### Instructions to follow
According to the post below about a Memorial Day weekend waterfall trip, about how tall is High Falls?
— Start Reading text —
Journal/Blog‎ > ‎

Birthday/Memorial Day Waterfalls

posted May 29, 2015, 2:10 PM by Justin P   [ updated Jun 30, 2015, 5:21 PM ]

This is the last time for a few years that my birthday falls on Memorial Day Weekend, so Sandy and I headed out to the mountains for the long weekend to get some waterfalls. We left Friday night and drove out to the Brevard area. It turns out there was a festival in Brevard over the holiday weekend, so everything in the area was packed. We finally found a spot along Cathey’s Creek Road to spend the night. Saturday morning, we woke up and headed into Brevard for breakfast and then into the National Forest along US-276. In about 10 miles, we turned right on Yellow Gap Road (FSR 1206) and drove for about 3 miles, then turned right on Wolf Ford Road (FSR 476). Even here, all the campsites were occupied. At the end of the road, we parked and started hiking down South Mills River Trail (#133). In about a mile, the trail turned right to cross South Fork Mills River on a bridge. We got off the trail here and followed an unofficial trail across Billy Branch and continuing to follow the river downstream. The river and trail eventually curved to the left and the trail ended at a river crossing. A rope was strung across to assist wading the river. Once across, the trail continued for maybe another quarter-mile and then a short path led down to the base of the waterfall. Despite the name, High Falls is not particularly high. It’s only about 15 feet, but rather named as the highest waterfall on this stretch of river. To get a decent shot of the falls, I had to wade into the middle of the river.

The water was very cold, but some rocks provided a spot to get out of the water for taking photos. When we finished here, we started making our way back, having to wade the river again. When we got back to Billy Branch, after crossing the creek, we turned right and followed a faint path upstream for a few minutes to Waterfall on Billy Branch. This is a very scenic and relatively unknown 20-foot waterfall and definitely worth a quick detour from the route to High Falls.

In fact, I think it was more scenic than High Falls.  After a few minutes, we headed back and finished the hike back to the car.  Back at the car, we returned to US-276 and turned right and headed up to the Blue Ridge Parkway. We got on the parkway heading south and went a few miles to the Graveyard Fields Overlook. Not surprisingly, the parking area was full and parked cars were spilling out onto the roadway. We found a parking spot and then hiked the Graveyard Fields Loop Trail (#358) in the clockwise direction. Along the way, we saw some beautiful painted trillium blooming along the trail.
— End Reading text —
— Start Dataset records —
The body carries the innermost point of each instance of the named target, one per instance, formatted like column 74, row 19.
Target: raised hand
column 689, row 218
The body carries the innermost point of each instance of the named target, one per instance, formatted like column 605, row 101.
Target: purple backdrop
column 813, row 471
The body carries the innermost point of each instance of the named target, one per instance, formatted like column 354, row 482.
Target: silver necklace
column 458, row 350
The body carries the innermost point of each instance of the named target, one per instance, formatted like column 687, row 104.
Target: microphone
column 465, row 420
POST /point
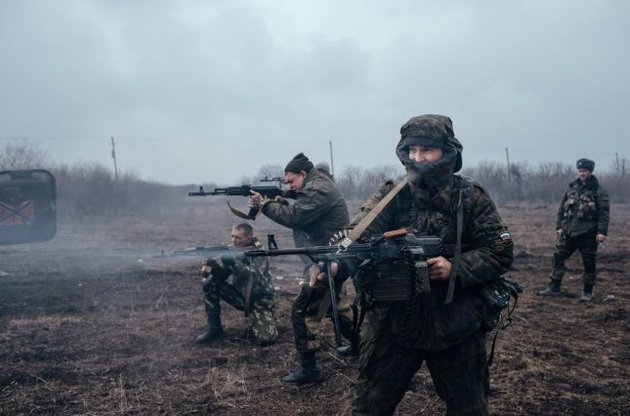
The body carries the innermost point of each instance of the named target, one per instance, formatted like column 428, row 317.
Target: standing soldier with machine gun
column 445, row 325
column 318, row 212
column 249, row 289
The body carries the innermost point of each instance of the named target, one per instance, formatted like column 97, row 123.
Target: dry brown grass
column 89, row 329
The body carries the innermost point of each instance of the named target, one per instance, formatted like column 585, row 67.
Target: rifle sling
column 458, row 251
column 248, row 295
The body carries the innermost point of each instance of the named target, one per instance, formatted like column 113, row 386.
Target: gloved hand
column 338, row 237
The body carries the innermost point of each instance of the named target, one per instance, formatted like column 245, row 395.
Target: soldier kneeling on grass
column 243, row 283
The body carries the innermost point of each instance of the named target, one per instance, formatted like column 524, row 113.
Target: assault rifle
column 243, row 190
column 201, row 251
column 412, row 247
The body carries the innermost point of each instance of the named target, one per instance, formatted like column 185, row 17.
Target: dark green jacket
column 319, row 210
column 584, row 209
column 433, row 325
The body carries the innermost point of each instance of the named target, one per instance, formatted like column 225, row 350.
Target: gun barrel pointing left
column 243, row 190
column 392, row 245
column 205, row 251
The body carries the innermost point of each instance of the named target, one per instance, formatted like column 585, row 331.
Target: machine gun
column 243, row 190
column 201, row 251
column 409, row 248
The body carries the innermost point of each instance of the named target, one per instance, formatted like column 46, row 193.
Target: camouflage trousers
column 587, row 245
column 261, row 321
column 310, row 307
column 460, row 375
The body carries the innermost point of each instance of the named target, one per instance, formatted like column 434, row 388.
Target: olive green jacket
column 319, row 210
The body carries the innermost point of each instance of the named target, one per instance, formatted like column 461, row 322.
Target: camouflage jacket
column 319, row 210
column 584, row 209
column 241, row 270
column 433, row 325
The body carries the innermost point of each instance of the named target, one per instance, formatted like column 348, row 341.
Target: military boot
column 214, row 330
column 587, row 293
column 552, row 290
column 308, row 372
column 351, row 350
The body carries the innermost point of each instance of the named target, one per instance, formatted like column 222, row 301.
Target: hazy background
column 197, row 91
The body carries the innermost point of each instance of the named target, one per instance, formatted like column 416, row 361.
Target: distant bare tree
column 22, row 154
— End Dataset records —
### Solution below
About 15 feet.